§ WHAT TO PRODUCE
Copy each line of the records that contains the word "below".

§ INPUT FOR THIS TASK
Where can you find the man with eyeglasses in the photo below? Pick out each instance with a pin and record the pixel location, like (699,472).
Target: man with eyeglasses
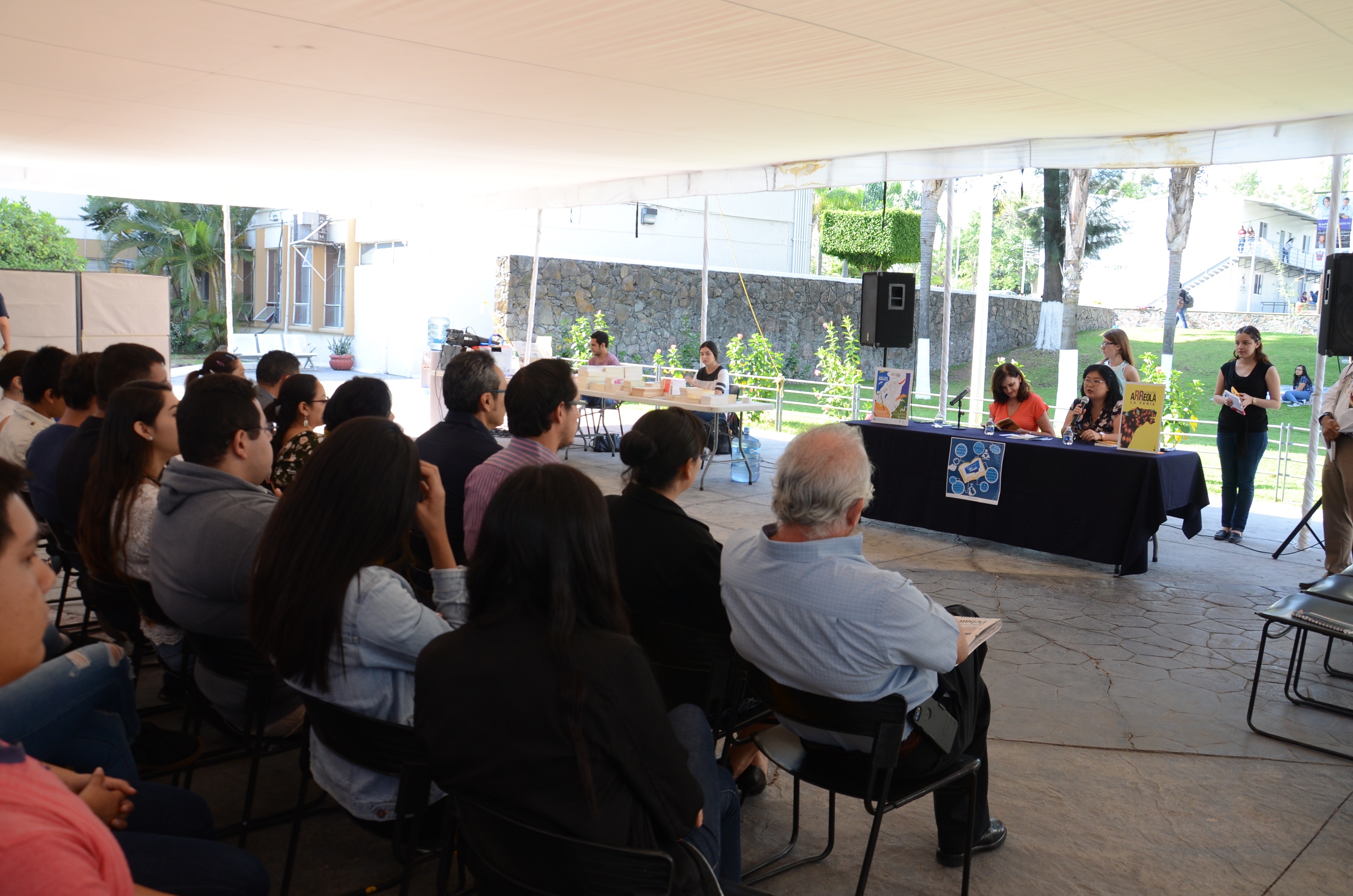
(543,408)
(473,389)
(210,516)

==

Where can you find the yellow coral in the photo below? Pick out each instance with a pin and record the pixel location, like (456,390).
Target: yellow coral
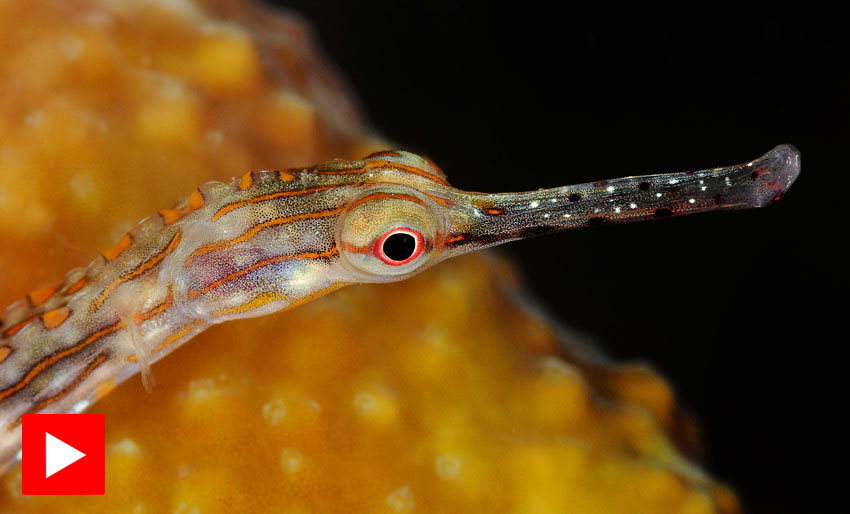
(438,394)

--

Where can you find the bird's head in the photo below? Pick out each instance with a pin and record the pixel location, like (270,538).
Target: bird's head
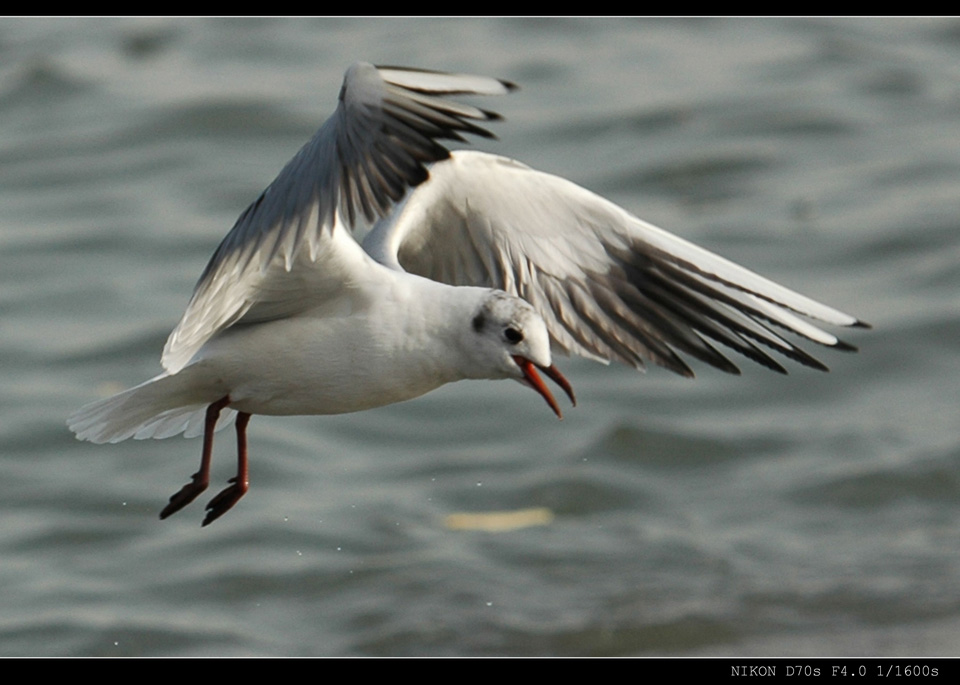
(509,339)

§ ANSWER SECTION
Where can you find the man with eyeglasses in the photo below? Pick out each instance with a pin and record the pixel location, like (699,472).
Where can you find the yellow coral in the photo below? Pick out each instance with a pin and record the pixel location, like (456,390).
Where can you find the bird's head in the photo below? Pick out each instance with a pin and record the pixel location, like (270,538).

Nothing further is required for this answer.